• _YOUR OBJECTIVE_:
Transcribe every line exactly. Leave the pictures behind.

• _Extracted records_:
++++++++

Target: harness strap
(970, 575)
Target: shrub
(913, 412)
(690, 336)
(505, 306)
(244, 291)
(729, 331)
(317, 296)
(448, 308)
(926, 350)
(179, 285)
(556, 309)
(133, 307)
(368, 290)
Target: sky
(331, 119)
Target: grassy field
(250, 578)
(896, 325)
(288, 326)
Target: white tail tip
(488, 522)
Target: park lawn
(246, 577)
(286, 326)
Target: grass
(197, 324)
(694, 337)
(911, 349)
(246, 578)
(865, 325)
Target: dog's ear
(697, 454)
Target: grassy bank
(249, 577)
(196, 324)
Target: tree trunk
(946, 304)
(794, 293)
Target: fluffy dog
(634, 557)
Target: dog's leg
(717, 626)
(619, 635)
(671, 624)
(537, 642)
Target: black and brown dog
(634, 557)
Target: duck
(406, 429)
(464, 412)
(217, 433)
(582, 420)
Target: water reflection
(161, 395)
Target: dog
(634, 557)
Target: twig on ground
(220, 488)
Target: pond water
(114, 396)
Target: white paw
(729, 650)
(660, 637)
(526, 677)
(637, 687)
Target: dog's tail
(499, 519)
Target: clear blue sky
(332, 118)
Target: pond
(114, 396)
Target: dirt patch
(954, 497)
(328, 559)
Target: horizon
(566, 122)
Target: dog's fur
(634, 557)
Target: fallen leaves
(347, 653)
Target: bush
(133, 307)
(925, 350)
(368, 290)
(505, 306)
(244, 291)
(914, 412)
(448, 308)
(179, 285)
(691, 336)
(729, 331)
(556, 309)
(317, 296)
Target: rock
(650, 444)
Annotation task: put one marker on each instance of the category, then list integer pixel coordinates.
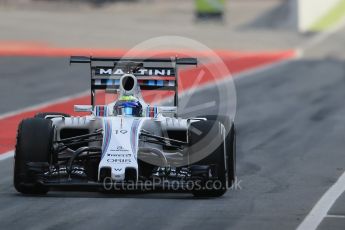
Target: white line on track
(320, 210)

++++++++

• _EXERCISE RESULT_:
Target: harness strap
(970, 575)
Target: shrub
(913, 412)
(690, 336)
(505, 306)
(244, 291)
(729, 331)
(317, 296)
(448, 308)
(926, 350)
(179, 285)
(556, 309)
(133, 307)
(368, 290)
Target: sky
(331, 119)
Target: grassy field
(250, 578)
(896, 325)
(288, 326)
Target: white tail tip
(488, 522)
Target: park lawn
(246, 577)
(286, 326)
Target: grass
(197, 324)
(694, 337)
(911, 349)
(246, 578)
(865, 325)
Target: dog's ear
(697, 454)
Target: grassy bank
(249, 577)
(196, 324)
Target: tree trunk
(946, 304)
(794, 293)
Target: fluffy dog
(634, 557)
Target: dog's leg
(717, 626)
(619, 635)
(671, 624)
(537, 642)
Target: black and brown dog
(634, 557)
Target: duck
(406, 429)
(464, 412)
(217, 433)
(582, 420)
Target: water reflection
(161, 395)
Target: dog
(634, 557)
Target: twig on ground
(220, 488)
Target: pond water
(114, 396)
Target: white paw
(729, 650)
(660, 637)
(526, 677)
(637, 687)
Target: dog's tail
(499, 519)
Target: clear blue sky
(332, 118)
Target: pond
(114, 396)
Target: dirt patch
(954, 497)
(328, 559)
Target: horizon
(566, 122)
Target: dog's fur
(634, 557)
Target: fallen leaves
(347, 653)
Target: bush
(133, 307)
(925, 350)
(368, 290)
(505, 306)
(244, 291)
(914, 412)
(448, 308)
(179, 285)
(691, 336)
(729, 331)
(556, 309)
(317, 296)
Target: rock
(650, 444)
Annotation task: put one marker on each instance of the category, then list integer pixel coordinates.
Target: white line on track
(320, 210)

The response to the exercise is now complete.